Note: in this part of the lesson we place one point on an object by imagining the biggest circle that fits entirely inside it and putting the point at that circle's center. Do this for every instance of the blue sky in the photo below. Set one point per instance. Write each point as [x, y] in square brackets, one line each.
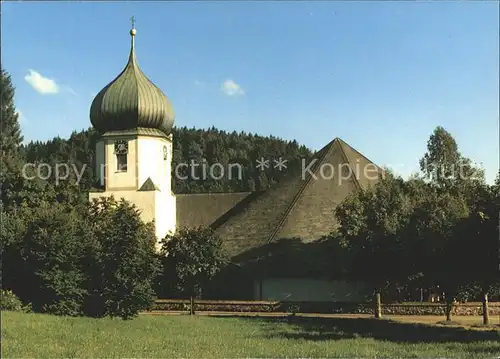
[380, 75]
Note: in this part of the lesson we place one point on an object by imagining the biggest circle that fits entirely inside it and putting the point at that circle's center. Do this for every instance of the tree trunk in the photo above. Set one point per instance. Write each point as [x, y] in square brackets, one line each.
[191, 305]
[378, 305]
[486, 314]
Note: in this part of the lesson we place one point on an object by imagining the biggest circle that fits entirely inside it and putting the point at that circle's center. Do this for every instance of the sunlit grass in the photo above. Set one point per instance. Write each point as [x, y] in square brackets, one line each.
[44, 336]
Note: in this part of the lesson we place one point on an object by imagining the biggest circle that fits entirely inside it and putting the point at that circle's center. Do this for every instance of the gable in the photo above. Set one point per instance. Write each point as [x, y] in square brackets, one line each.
[202, 209]
[300, 207]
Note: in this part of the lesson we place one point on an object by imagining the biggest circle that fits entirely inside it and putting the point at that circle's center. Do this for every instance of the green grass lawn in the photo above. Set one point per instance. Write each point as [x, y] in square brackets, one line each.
[44, 336]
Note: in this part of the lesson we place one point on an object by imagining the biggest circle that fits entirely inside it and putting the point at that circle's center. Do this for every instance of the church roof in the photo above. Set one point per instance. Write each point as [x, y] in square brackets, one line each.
[148, 185]
[202, 209]
[297, 208]
[131, 101]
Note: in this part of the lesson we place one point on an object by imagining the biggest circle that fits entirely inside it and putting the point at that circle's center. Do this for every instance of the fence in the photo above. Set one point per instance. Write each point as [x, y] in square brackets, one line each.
[183, 305]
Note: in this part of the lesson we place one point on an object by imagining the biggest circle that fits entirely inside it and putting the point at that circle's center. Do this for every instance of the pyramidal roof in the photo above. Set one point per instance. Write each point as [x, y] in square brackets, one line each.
[299, 207]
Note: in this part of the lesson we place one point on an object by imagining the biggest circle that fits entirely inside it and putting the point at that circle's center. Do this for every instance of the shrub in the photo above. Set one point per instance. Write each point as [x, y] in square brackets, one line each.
[121, 262]
[10, 301]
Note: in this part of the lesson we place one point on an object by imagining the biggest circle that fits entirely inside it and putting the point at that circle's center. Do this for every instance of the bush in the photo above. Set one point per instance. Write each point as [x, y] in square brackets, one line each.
[121, 262]
[9, 301]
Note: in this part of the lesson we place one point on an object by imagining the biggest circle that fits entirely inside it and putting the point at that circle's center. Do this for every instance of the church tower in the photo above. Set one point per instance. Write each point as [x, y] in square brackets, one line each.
[134, 153]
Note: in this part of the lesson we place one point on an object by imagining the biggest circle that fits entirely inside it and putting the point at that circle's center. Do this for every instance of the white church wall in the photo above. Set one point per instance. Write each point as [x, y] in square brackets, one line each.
[151, 162]
[99, 162]
[165, 214]
[117, 180]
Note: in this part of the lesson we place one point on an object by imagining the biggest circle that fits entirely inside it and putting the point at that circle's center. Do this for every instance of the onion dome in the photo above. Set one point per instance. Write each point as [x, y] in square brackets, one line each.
[131, 101]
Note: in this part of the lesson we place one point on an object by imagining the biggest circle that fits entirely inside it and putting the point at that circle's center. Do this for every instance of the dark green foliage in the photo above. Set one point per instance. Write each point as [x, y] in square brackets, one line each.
[10, 301]
[201, 146]
[195, 256]
[42, 258]
[371, 222]
[120, 261]
[9, 118]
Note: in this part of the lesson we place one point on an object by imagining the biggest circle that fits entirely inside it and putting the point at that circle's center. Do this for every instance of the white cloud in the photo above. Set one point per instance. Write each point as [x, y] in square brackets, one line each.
[21, 118]
[231, 88]
[41, 84]
[70, 90]
[199, 83]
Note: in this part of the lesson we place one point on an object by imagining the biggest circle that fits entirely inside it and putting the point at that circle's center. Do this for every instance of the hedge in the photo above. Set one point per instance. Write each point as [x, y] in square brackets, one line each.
[180, 305]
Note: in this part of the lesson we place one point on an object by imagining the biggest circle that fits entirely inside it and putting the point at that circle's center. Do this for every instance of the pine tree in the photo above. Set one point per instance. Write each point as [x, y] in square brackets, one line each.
[9, 120]
[11, 180]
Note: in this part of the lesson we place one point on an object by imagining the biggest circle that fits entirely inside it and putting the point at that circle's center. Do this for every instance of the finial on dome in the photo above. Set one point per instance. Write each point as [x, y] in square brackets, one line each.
[133, 31]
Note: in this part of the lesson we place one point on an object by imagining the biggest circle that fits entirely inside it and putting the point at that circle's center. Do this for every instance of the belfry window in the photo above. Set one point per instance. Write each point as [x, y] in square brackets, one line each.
[121, 152]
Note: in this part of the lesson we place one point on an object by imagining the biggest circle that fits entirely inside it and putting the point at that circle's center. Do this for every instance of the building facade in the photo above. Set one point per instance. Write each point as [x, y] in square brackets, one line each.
[134, 161]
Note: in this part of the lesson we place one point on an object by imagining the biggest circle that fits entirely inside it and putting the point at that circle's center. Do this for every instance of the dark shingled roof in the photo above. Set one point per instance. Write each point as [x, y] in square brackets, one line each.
[202, 209]
[298, 207]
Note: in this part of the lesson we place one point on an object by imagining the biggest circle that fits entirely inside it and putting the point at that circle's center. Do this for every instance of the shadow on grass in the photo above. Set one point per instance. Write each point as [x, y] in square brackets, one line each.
[317, 329]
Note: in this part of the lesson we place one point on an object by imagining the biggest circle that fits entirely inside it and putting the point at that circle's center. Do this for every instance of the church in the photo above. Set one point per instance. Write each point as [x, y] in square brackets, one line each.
[265, 232]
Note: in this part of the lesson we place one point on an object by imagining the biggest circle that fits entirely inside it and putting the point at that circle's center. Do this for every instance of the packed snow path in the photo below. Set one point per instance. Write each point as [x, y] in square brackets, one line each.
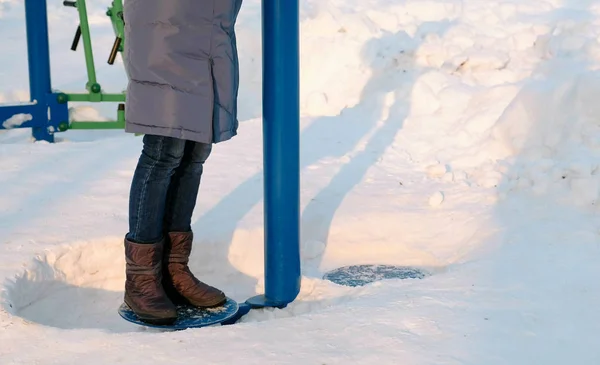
[457, 136]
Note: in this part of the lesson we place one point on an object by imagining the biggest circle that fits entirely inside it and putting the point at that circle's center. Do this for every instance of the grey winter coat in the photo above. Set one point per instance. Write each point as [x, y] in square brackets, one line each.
[182, 63]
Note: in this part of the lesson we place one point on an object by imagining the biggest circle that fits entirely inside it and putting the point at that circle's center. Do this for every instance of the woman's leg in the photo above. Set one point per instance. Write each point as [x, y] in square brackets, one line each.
[161, 156]
[180, 284]
[183, 191]
[145, 243]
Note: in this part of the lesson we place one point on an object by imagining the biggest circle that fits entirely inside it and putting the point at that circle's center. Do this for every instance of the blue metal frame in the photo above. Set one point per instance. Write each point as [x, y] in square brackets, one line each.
[44, 114]
[48, 112]
[281, 145]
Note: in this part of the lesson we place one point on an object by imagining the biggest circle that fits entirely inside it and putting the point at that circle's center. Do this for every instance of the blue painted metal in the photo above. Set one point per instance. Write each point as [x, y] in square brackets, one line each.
[281, 145]
[360, 275]
[44, 113]
[189, 316]
[38, 56]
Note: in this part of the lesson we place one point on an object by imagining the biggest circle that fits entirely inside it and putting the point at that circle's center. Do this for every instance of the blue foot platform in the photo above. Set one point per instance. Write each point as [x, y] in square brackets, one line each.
[189, 316]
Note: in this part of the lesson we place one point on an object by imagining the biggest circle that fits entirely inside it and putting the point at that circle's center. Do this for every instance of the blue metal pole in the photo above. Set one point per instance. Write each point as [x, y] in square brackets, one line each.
[38, 55]
[281, 145]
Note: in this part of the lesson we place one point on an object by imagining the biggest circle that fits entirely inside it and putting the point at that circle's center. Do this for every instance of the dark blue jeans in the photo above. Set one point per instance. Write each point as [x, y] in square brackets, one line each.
[165, 187]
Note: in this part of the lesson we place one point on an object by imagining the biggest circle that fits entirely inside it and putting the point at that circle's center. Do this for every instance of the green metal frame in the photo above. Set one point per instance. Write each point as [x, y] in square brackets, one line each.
[95, 94]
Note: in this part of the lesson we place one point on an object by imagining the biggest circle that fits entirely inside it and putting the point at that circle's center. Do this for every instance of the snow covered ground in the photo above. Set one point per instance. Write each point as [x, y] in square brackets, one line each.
[462, 137]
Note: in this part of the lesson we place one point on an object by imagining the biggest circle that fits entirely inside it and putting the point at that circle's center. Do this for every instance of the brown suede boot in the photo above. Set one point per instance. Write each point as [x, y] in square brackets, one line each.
[144, 293]
[179, 282]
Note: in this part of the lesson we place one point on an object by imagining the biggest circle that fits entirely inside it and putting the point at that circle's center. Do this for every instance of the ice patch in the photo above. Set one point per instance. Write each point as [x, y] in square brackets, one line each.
[81, 287]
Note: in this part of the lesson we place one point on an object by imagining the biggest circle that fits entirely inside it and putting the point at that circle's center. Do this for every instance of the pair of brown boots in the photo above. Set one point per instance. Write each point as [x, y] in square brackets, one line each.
[158, 278]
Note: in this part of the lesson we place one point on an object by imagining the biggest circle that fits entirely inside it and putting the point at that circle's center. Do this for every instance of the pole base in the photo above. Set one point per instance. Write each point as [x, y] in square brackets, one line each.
[360, 275]
[261, 301]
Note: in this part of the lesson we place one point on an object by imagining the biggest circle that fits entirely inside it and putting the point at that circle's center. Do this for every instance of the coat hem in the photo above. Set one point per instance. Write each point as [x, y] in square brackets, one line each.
[131, 127]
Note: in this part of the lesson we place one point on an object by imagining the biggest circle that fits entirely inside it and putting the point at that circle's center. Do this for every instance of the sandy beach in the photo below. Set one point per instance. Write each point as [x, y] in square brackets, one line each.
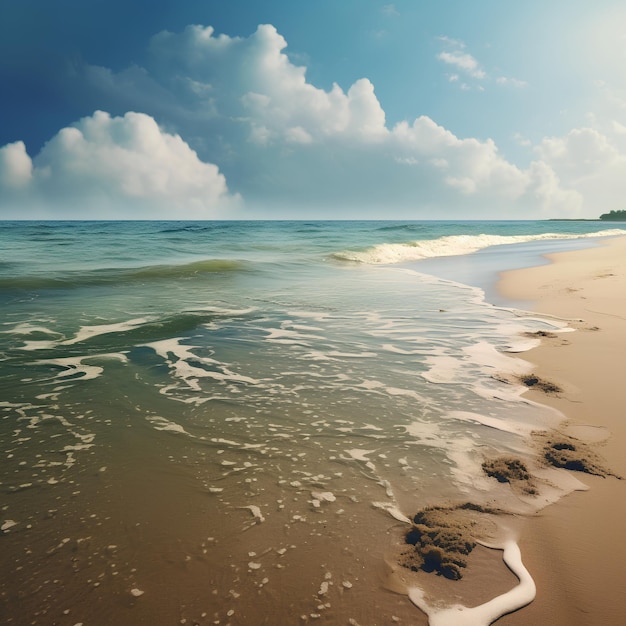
[575, 549]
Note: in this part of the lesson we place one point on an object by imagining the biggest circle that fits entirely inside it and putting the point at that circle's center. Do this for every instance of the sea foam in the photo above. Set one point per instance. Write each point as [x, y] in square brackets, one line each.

****************************************

### PROBLEM STATEMENT
Leaving the pictures out, transcribe word for word the lines from the one with "of the pair" to the end of the material above, inclusive, and nothing else.

### EXPECTED ANSWER
Note: in this part of the lesson we place one point on an object by imagining the biggest circle that fits entirely inside it and putting the point at that circle's center. Do this for every instance of the pair of brown boots in the photo above. Set one point per instance. Write each point as [x, y] in square brackets, one line each.
[158, 278]
Note: in this part of the lesson we place one point on an object by imagining the biggest circle that fits entirely inside it and putting the point at that circle's center. Do this for every instance of the pole base in the photo above. Set one point per instance. Write each point as [x, y] in square brackets, one line each.
[360, 275]
[261, 301]
Note: in this part of the lesson we place one point on an object by imagining the biggest circle that fits entirely inside it and putting the point at that circle's center. Do this for every instance of the coat hem in the photo above. Set one point per instance. Write each point as [x, y] in square brackets, one line each.
[131, 127]
Note: in this part of the lesson we place one point on an object by imagining the biggest circle that fits entirely inside it and putting the point at that circle's center. Do this for every instance of the sandy beach in the photo below. Set one point per instance. Write each point as [x, y] in square brackets, one line each.
[575, 549]
Note: in this part of the lesson we place one point on an object by imagining the biggest circle that fits entirely inside it and putting the point at that circle's center. Do this for every instance of the sea foam in the photo above. Set one point per instance. Write each point as [x, y] in square brackets, one line each.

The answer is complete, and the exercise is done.